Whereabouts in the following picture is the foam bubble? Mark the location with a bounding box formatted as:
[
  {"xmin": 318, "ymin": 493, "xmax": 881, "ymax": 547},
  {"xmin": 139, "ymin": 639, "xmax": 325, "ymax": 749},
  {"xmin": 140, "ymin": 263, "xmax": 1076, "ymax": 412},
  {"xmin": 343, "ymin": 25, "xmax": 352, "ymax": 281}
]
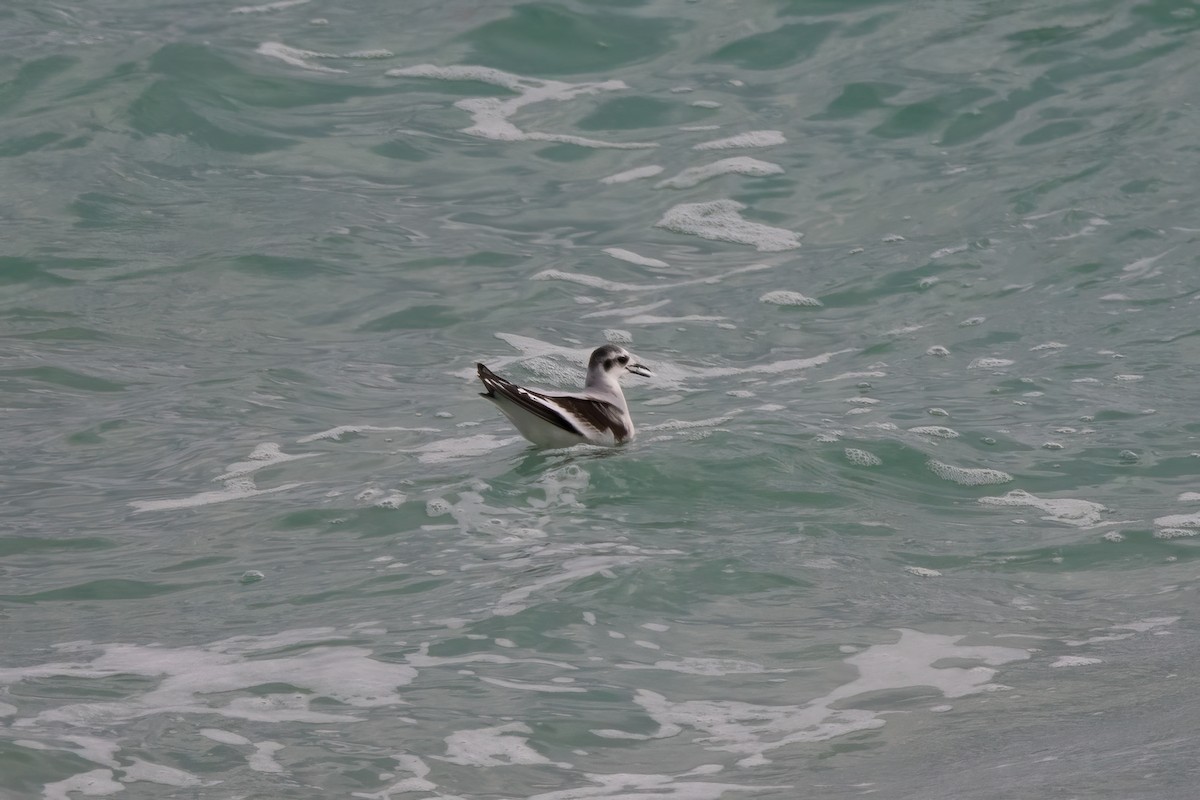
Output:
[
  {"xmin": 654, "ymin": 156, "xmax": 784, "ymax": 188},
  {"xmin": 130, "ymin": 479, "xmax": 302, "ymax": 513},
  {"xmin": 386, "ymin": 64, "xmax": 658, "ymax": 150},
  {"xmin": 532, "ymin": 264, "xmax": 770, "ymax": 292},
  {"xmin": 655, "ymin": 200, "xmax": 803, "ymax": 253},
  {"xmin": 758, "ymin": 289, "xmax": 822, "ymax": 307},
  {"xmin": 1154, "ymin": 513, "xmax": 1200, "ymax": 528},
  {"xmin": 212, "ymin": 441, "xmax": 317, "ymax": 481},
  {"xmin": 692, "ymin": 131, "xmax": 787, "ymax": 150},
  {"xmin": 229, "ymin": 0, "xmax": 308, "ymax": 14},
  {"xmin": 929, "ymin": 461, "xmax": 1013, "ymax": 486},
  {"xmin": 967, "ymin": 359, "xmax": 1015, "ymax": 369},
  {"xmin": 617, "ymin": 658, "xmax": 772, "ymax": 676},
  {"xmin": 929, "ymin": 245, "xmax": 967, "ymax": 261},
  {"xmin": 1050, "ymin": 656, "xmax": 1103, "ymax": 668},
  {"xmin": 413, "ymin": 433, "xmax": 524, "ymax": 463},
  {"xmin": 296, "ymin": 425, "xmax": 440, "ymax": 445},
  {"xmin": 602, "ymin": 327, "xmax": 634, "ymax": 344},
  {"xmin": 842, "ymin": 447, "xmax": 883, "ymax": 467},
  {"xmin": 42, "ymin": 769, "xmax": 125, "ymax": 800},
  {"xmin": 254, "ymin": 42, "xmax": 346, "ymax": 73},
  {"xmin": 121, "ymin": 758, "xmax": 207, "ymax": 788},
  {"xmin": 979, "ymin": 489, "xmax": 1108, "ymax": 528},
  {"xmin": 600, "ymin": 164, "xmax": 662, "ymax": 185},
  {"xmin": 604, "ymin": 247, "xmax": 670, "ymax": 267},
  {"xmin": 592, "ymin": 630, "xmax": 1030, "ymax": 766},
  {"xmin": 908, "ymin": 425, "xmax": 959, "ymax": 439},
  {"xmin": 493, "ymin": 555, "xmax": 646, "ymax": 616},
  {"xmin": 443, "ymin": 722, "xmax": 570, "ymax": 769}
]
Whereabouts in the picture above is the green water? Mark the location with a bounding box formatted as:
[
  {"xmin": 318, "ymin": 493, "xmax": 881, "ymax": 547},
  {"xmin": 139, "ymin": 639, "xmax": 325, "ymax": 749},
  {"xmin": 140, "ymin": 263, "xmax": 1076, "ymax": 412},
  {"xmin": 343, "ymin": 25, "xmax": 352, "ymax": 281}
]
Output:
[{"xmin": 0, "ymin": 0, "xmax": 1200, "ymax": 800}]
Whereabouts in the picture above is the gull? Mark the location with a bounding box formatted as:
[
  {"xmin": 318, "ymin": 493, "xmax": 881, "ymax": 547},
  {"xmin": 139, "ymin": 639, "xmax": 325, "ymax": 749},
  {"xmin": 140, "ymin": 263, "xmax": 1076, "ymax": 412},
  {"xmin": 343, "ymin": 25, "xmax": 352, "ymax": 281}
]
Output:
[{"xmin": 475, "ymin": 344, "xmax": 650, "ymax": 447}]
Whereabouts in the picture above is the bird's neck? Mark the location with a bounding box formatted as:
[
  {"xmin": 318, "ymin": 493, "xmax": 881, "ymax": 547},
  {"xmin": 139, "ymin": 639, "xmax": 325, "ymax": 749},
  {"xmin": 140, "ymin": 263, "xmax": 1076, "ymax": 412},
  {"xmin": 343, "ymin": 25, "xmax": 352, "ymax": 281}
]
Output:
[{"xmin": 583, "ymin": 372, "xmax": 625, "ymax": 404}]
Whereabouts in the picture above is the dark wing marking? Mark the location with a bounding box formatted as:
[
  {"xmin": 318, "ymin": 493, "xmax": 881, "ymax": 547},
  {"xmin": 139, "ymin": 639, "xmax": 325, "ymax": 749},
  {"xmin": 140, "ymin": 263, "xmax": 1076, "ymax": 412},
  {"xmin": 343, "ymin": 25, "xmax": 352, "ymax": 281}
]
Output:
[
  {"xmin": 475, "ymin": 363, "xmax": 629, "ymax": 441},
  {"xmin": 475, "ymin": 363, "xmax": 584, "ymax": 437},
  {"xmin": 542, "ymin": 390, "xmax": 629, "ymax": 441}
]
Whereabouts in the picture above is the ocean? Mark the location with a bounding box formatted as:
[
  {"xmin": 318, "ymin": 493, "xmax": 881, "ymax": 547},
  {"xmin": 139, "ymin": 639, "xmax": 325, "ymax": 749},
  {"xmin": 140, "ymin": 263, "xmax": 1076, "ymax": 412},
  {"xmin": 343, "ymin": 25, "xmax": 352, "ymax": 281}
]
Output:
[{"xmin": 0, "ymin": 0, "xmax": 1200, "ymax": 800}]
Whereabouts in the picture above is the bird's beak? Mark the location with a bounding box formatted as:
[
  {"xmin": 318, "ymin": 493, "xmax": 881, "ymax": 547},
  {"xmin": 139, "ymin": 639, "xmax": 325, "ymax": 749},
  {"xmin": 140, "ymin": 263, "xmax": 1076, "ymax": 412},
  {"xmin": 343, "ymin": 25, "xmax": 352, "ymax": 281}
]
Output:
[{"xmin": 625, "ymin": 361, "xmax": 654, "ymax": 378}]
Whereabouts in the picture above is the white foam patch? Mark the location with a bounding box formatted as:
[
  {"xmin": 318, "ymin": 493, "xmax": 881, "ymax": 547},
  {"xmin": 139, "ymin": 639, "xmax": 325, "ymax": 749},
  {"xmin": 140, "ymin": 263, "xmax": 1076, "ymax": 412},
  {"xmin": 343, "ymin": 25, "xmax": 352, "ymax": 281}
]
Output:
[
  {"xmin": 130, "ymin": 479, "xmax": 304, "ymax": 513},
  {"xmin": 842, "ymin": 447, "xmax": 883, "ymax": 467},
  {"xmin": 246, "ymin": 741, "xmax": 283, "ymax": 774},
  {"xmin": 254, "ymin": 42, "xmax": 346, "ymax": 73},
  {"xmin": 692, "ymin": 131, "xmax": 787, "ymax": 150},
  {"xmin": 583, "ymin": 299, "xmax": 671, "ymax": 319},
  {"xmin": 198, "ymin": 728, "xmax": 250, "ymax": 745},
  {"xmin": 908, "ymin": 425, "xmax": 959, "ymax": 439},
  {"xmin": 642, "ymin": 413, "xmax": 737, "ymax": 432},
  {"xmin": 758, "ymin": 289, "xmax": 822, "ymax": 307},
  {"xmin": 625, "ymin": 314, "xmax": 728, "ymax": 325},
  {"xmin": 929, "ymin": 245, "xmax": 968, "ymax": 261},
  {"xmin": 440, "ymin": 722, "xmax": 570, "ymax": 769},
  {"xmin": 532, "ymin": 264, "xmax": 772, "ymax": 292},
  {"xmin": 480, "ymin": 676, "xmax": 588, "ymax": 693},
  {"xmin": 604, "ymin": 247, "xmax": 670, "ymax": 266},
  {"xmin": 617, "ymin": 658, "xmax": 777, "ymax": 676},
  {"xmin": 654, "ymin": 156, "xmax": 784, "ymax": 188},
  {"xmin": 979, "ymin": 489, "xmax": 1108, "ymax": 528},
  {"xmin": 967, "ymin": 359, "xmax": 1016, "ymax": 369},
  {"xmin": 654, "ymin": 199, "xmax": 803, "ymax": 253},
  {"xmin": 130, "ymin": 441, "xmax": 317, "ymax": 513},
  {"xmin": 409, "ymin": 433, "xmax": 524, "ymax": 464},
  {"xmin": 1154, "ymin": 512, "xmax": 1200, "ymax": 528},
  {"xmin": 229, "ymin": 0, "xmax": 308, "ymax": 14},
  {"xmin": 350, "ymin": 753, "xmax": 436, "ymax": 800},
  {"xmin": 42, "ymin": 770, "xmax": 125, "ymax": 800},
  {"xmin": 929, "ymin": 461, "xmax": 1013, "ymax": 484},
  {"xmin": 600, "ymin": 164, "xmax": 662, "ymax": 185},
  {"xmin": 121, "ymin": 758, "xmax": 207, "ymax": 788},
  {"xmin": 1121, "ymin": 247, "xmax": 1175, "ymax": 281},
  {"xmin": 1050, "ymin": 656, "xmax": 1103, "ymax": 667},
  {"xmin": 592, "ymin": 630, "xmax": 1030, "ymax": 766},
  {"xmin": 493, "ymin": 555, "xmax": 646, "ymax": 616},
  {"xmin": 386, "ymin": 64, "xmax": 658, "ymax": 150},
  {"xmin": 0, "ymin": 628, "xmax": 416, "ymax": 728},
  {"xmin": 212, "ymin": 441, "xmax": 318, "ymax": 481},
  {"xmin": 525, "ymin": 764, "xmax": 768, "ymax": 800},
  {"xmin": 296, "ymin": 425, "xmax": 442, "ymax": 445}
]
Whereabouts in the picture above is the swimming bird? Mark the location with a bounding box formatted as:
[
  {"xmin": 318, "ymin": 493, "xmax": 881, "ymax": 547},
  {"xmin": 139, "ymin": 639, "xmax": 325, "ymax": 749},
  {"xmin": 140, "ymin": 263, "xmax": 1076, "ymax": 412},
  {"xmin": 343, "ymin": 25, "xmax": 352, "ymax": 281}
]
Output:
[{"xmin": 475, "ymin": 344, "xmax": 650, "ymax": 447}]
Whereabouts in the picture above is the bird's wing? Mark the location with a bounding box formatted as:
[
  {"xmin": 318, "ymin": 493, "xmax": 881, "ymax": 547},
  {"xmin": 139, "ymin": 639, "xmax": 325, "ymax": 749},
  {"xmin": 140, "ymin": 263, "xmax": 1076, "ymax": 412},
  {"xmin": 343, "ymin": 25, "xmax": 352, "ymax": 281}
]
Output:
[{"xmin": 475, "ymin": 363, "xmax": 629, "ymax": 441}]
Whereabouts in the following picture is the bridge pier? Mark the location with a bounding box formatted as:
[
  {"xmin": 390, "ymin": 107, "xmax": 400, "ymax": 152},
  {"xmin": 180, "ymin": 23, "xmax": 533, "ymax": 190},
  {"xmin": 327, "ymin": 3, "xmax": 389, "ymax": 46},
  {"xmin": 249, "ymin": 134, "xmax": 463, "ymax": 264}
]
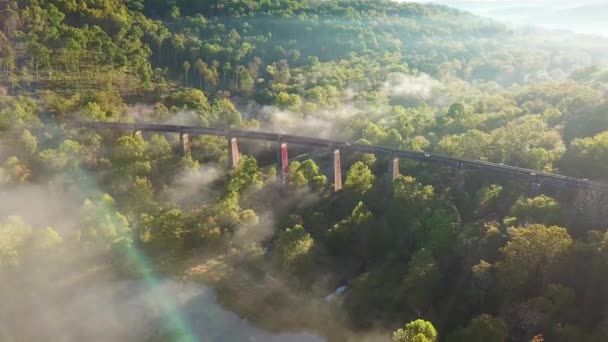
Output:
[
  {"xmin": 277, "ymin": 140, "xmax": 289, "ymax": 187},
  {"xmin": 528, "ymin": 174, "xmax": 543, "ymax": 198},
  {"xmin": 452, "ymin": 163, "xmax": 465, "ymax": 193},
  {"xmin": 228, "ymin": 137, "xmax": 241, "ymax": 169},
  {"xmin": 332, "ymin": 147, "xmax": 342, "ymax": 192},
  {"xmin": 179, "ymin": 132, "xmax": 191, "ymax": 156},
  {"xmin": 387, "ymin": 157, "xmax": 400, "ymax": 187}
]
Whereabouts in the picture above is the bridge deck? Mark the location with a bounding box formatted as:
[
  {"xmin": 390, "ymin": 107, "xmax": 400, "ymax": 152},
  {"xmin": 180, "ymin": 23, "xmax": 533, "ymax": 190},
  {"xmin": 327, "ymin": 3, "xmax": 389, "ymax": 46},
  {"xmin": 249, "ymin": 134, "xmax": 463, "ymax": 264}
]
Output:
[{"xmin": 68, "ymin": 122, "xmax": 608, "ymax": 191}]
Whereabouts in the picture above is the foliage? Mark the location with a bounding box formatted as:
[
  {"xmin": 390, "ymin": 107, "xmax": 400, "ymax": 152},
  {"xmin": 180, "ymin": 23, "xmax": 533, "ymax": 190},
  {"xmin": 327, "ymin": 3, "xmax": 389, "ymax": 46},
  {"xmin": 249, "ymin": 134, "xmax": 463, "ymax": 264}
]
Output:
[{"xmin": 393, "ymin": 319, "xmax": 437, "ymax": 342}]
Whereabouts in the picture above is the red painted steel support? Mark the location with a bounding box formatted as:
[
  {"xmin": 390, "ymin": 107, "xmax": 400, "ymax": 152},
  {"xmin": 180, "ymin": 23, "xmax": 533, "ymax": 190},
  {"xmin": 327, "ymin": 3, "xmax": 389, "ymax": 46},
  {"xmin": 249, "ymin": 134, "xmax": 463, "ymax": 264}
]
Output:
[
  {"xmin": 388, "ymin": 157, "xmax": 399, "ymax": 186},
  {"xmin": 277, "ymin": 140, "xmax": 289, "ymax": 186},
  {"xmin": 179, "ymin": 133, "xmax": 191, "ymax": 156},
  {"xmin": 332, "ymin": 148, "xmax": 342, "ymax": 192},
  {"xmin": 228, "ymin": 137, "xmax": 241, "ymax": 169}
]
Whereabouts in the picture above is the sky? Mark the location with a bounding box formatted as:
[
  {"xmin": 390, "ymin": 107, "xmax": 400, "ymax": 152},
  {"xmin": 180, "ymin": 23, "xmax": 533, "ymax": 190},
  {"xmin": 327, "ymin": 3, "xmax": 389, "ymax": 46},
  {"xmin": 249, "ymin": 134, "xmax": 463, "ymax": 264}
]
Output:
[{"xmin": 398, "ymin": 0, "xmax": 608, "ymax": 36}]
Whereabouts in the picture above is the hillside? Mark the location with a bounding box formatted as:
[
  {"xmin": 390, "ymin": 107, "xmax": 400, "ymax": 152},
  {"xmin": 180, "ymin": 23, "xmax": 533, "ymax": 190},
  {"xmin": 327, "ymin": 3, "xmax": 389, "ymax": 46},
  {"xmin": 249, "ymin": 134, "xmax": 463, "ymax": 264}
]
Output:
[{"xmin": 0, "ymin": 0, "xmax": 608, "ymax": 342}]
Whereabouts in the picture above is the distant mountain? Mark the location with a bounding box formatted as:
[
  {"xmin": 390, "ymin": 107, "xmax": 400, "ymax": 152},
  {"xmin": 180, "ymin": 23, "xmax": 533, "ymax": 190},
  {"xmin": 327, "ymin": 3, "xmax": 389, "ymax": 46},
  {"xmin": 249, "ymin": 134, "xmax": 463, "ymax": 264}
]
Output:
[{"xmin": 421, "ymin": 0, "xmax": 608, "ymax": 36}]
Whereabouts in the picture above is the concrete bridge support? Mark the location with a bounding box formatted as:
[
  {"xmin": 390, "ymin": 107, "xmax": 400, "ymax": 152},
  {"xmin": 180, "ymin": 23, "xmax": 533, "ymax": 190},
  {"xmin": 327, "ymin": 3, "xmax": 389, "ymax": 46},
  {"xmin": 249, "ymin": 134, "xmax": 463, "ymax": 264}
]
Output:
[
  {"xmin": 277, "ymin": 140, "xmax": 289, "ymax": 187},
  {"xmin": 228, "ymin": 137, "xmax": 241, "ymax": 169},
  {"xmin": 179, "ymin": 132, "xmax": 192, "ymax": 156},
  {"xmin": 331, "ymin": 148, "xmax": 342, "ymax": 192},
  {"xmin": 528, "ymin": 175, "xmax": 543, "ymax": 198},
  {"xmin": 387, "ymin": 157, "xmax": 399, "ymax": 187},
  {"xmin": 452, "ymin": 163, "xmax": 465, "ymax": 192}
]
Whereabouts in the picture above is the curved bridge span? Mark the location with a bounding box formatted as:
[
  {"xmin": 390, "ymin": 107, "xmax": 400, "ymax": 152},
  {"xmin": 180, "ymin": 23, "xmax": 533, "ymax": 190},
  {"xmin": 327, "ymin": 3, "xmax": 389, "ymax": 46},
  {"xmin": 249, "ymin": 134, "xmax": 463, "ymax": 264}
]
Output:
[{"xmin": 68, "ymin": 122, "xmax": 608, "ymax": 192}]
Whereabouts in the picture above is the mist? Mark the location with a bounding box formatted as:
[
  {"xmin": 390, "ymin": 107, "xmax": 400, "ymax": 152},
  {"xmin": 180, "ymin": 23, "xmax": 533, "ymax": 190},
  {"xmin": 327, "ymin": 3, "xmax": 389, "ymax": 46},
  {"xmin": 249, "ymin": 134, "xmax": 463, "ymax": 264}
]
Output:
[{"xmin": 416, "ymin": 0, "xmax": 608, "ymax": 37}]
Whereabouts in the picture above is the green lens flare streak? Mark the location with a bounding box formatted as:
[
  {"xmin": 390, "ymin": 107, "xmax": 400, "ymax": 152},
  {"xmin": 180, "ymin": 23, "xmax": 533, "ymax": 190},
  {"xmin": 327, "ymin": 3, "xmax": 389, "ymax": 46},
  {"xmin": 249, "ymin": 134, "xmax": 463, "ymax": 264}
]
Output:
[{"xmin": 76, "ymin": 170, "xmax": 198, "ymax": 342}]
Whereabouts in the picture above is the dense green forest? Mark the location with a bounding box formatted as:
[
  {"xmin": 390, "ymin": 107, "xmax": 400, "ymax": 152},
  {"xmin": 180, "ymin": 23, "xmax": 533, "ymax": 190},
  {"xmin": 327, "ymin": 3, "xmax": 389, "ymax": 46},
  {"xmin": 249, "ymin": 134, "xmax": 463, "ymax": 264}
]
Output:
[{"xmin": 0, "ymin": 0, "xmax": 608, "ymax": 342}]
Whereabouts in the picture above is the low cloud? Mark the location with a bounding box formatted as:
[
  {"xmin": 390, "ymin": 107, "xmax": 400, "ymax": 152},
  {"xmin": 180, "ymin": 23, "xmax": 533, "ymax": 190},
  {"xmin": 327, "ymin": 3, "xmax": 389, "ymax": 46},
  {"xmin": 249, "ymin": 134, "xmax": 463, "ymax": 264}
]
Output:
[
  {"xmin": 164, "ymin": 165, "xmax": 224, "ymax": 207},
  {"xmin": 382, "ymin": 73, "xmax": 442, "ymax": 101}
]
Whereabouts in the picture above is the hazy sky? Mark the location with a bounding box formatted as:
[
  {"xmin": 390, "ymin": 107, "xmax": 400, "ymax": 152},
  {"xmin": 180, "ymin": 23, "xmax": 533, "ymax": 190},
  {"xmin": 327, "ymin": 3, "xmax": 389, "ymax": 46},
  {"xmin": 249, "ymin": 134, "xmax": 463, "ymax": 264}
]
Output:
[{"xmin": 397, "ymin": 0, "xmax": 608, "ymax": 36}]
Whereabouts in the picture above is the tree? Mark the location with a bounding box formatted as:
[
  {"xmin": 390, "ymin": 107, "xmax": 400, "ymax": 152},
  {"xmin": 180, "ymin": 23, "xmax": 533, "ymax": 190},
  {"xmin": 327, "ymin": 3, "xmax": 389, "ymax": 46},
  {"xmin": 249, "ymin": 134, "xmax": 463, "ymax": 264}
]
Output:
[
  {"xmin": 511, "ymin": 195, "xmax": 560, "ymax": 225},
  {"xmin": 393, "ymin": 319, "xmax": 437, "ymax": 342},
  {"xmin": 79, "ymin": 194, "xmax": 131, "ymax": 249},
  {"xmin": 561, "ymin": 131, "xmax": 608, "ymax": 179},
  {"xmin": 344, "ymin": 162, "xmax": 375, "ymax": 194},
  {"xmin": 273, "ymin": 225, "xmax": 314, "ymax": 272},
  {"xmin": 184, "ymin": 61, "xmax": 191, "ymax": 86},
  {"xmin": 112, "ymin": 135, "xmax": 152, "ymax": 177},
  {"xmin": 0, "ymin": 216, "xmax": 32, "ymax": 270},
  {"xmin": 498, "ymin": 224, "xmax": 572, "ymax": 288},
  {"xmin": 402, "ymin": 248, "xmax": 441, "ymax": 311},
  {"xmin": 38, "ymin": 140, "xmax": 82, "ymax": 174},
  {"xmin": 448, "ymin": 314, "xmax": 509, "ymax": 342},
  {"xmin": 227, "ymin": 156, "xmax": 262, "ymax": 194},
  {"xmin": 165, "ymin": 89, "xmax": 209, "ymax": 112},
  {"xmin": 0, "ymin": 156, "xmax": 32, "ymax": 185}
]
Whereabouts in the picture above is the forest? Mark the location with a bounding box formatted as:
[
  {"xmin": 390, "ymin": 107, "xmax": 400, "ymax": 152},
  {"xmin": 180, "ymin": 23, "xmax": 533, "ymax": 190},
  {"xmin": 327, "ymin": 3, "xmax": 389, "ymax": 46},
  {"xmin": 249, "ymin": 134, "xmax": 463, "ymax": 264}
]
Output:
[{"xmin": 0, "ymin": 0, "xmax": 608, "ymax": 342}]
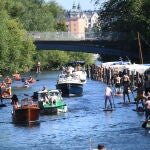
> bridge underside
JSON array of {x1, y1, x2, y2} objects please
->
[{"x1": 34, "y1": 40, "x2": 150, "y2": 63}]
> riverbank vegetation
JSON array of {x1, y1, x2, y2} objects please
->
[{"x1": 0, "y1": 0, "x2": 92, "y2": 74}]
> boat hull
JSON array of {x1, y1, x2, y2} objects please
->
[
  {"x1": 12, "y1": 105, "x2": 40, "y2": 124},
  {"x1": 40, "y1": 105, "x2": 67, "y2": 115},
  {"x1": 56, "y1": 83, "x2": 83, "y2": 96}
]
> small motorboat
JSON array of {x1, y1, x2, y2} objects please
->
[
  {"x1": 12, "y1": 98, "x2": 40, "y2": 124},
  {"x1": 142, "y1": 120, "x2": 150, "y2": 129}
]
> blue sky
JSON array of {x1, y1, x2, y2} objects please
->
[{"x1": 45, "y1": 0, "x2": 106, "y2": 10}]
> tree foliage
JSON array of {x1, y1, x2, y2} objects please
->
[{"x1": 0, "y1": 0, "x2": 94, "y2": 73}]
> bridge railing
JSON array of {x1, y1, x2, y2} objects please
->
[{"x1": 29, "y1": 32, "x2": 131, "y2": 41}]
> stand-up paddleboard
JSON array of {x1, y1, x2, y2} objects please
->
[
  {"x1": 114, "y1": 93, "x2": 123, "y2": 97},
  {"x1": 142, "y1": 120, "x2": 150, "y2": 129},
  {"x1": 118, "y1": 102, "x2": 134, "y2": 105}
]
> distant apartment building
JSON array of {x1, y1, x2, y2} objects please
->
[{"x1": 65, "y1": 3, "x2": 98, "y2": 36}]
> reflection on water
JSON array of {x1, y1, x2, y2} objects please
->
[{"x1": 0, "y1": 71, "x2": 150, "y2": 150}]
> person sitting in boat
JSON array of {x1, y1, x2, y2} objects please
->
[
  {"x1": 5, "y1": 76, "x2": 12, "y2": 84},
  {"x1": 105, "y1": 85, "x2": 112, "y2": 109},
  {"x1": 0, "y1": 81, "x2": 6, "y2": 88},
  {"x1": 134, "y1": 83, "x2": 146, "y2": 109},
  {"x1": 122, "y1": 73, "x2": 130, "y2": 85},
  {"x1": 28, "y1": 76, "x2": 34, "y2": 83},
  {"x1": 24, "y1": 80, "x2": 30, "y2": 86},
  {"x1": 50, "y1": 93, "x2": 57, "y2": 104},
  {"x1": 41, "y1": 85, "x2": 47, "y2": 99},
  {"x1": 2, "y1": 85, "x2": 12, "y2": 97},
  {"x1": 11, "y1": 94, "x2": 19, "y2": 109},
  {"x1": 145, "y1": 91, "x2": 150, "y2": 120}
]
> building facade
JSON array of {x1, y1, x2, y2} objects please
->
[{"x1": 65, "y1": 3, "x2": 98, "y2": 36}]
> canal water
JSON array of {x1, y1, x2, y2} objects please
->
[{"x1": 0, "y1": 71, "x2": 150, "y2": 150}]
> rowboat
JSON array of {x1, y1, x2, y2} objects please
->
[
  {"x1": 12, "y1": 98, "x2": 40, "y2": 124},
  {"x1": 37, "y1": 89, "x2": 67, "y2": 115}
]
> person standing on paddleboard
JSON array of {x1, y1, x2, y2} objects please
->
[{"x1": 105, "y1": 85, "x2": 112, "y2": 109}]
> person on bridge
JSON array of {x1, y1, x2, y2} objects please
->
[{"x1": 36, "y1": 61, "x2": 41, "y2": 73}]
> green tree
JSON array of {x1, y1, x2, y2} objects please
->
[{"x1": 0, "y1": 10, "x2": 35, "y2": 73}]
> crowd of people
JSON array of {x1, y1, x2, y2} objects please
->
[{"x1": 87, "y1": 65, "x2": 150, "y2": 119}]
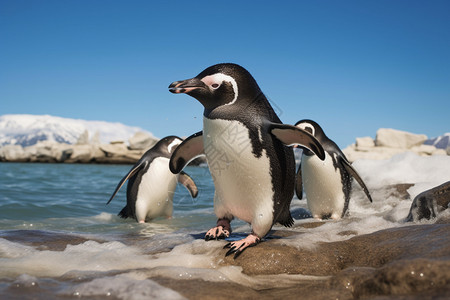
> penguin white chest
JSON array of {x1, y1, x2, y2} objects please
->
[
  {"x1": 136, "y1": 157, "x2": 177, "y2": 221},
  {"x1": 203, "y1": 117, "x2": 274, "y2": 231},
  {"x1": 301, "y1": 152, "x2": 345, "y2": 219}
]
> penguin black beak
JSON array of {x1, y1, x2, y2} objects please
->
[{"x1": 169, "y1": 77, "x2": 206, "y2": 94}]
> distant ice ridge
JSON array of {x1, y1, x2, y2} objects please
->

What the task requires → Extract every line of the entries above that contains the word "forest", treating the match as case-sensitive.

Completed task →
Whereabouts in the picture above is the dense green forest? Mark the location with a bounding box formatted as:
Whereabouts in the picture above is the forest? Mark the location with a bounding box formatted as:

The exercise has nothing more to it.